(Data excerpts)
+ + +
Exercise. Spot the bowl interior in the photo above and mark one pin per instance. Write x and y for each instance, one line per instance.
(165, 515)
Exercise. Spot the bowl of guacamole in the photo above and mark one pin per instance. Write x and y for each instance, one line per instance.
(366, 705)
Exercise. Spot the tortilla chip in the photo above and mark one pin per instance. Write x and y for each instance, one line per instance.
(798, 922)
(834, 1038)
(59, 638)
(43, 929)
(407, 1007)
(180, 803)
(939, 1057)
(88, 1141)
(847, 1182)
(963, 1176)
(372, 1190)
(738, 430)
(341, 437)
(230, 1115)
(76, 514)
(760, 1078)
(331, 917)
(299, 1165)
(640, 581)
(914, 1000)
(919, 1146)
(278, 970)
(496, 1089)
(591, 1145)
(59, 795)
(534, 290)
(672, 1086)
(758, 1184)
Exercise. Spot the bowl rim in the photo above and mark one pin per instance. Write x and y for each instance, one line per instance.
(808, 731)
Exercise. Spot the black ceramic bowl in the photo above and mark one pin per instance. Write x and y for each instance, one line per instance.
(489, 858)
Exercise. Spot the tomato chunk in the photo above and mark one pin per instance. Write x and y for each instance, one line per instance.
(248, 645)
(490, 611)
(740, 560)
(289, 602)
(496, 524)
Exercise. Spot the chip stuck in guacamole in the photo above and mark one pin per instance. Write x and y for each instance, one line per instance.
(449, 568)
+ + +
Task directions:
Please output only the lines from the one holding "Exercise. Spot the bowl of" to the end of the records, first and last included, exactly as they appear.

Response:
Exercise. Spot the bowl of guacamole in the photo above and mark one pin per instance. Write x and y for each instance, one line per instance.
(366, 705)
Exercise. Spot the tortilla chip in the photo above and mark one pin per instance. Write x and y for each instance, one line per instance.
(798, 922)
(834, 1038)
(59, 638)
(43, 929)
(407, 1007)
(180, 803)
(939, 1057)
(88, 1141)
(847, 1182)
(963, 1176)
(372, 1190)
(738, 430)
(341, 437)
(230, 1115)
(76, 514)
(760, 1078)
(331, 917)
(299, 1165)
(640, 581)
(914, 1000)
(919, 1146)
(278, 970)
(496, 1089)
(591, 1145)
(59, 795)
(534, 290)
(672, 1086)
(758, 1184)
Exercise. Spot the bowl rim in the photo above and mark one pin per instance. Write x and y for each instance, one line per instance.
(808, 731)
Exercise. Spot the black ceramic bowl in the photo above and mark one pin per instance. Write x and y for each instance, one line per instance.
(489, 858)
Exercise. Spot the tomato chunk in the photo above and mark one pin per instance. Write x and y for each instance, one line per instance.
(248, 645)
(490, 611)
(740, 560)
(289, 602)
(496, 524)
Exercise. Spot the chip stuck in guacamole in the photo above and mark one pin per instance. Write x and y for each instance, one line per instance.
(449, 568)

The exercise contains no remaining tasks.